• Task directions: Update the lines below by replacing "single pin" with "single marker" wherever it occurs, keeping everything else unchanged and omitting the pictures.
--- START Supplied entries ---
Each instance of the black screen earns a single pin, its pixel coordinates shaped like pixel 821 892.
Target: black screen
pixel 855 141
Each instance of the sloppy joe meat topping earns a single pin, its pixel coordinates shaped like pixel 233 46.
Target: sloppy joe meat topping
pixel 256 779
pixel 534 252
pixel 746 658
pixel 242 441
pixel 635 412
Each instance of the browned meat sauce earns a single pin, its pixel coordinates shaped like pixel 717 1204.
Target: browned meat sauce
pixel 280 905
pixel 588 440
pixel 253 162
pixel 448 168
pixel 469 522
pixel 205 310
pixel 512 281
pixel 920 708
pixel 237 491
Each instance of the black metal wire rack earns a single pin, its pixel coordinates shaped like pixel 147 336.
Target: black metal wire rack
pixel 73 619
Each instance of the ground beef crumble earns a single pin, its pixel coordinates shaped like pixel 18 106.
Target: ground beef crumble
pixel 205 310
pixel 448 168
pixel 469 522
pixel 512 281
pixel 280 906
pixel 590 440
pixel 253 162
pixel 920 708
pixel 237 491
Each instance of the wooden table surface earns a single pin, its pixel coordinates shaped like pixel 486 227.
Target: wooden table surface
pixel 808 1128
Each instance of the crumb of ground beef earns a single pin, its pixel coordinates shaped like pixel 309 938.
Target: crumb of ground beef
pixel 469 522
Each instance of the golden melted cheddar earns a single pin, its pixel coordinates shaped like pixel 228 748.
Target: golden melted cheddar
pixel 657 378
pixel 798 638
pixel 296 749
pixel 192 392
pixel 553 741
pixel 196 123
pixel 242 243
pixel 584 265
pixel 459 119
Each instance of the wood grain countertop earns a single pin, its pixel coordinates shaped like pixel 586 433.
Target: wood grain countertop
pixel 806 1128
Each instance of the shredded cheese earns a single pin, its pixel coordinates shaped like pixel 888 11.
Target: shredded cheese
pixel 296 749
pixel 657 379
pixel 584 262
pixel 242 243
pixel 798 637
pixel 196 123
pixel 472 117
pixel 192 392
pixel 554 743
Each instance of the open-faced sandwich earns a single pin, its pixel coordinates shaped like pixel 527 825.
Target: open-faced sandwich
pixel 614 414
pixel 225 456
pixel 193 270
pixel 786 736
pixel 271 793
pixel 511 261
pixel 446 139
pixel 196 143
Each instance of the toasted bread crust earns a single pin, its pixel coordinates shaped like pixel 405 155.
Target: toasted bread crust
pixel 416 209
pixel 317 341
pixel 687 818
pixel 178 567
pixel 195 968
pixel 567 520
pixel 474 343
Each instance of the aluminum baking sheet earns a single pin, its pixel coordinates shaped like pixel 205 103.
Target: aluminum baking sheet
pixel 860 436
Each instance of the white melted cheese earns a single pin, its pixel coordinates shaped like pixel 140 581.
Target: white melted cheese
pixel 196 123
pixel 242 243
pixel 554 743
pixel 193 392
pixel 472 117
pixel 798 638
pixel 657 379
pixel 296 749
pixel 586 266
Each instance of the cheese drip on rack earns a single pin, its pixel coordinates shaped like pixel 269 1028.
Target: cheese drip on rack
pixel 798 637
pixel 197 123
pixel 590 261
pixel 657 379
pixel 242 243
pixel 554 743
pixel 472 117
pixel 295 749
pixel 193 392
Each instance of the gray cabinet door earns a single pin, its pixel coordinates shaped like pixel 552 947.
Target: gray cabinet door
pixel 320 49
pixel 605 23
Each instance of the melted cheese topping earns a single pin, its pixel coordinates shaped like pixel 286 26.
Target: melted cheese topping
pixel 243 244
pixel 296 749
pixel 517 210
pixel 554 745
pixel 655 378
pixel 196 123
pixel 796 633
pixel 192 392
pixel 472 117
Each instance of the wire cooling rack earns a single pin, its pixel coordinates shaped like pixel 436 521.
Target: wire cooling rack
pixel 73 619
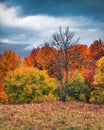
--- END Supplied entries ---
• The response:
Each instance of the black screen earns a single marker, its pixel coordinates shaped like pixel 821 892.
Target: black screen
pixel 855 141
Each instance of the sloppy joe meat topping earns a single marker, its pixel coordinates shaped like pixel 233 46.
Target: sloppy joe meat topping
pixel 256 779
pixel 534 252
pixel 746 658
pixel 242 441
pixel 635 412
Each instance of the browned meat sauce earns a single marker, its pixel coordinates shaped like pixel 717 1204.
Target: browned meat sauce
pixel 280 905
pixel 588 440
pixel 253 162
pixel 448 168
pixel 469 522
pixel 205 310
pixel 512 281
pixel 920 708
pixel 237 491
Each instance of the black metal wire rack earns a single marker, its pixel coordinates shaped like pixel 147 336.
Target: black metal wire rack
pixel 73 619
Each instance of the ground beef crumble earns a single marker, its pixel coordinates shaped like pixel 18 106.
Target: ground beef crumble
pixel 205 310
pixel 448 168
pixel 469 522
pixel 512 281
pixel 280 906
pixel 590 440
pixel 253 162
pixel 920 708
pixel 237 491
Each instance of the wooden table surface earns a single marker, its pixel coordinates shaped like pixel 486 227.
Target: wooden table surface
pixel 808 1128
Each instance of the crumb of ground beef earns a single marker, its pixel coordinates shaped like pixel 309 938.
Target: crumb of ground beef
pixel 469 522
Each instance of the golden melted cheddar earns a single marker, its pixel coordinates shaped like pixel 228 748.
Target: golden melted cheddar
pixel 657 378
pixel 798 638
pixel 296 749
pixel 192 392
pixel 553 741
pixel 196 123
pixel 242 243
pixel 584 265
pixel 459 119
Each instance of the wood grain countertop earns a single marker, its pixel coordinates shaped like pixel 586 433.
Target: wood grain countertop
pixel 806 1128
Each instance of the shredded cheese earns a single marker, its pixel coordinates shaped like pixel 888 11.
Target: shredded cheese
pixel 296 749
pixel 657 379
pixel 584 262
pixel 242 243
pixel 798 637
pixel 196 123
pixel 472 117
pixel 192 392
pixel 554 743
Each instance of the open-faced sandwich earns a single marker, its pixel coordinates shaped like pixel 527 825.
Target: open-faced sandwich
pixel 614 414
pixel 225 456
pixel 193 270
pixel 786 736
pixel 271 793
pixel 511 261
pixel 446 139
pixel 196 143
Each instance of the toasted bread crust earns a single marker, its pixel coordinates shaped like pixel 405 155.
Target: toasted bread crust
pixel 416 209
pixel 317 341
pixel 687 818
pixel 178 567
pixel 195 968
pixel 567 520
pixel 474 343
Each instance of the aluminum baking sheet earns a single marker, its pixel coordinates shaped like pixel 205 103.
Target: aluminum baking sheet
pixel 860 436
Each instance of the white melted cheese earns a single marker, its pixel coordinates shaped like pixel 140 581.
Target: white melted cheese
pixel 196 123
pixel 242 243
pixel 554 743
pixel 193 392
pixel 472 117
pixel 798 638
pixel 657 379
pixel 296 749
pixel 586 266
Each instance of the cheese drip on rack earns a single marker, its pixel coordinates shaped like pixel 269 1028.
Target: cheese drip on rack
pixel 798 637
pixel 197 123
pixel 590 261
pixel 657 379
pixel 242 243
pixel 554 743
pixel 472 117
pixel 295 749
pixel 193 392
Each instance of the gray cabinet door earns a single marker, its pixel coordinates shaped like pixel 552 947.
Target: gray cabinet door
pixel 320 49
pixel 605 23
Each instance of the melted cheese topping earns a single marker, its pixel coordinates shaped like pixel 286 26.
Target: melted cheese topping
pixel 243 244
pixel 296 749
pixel 517 210
pixel 554 745
pixel 655 378
pixel 196 123
pixel 796 633
pixel 192 392
pixel 472 117
Each instance of the wire cooling rack earns a single marker, its pixel coordinates shaped like pixel 436 521.
Target: wire cooling rack
pixel 73 619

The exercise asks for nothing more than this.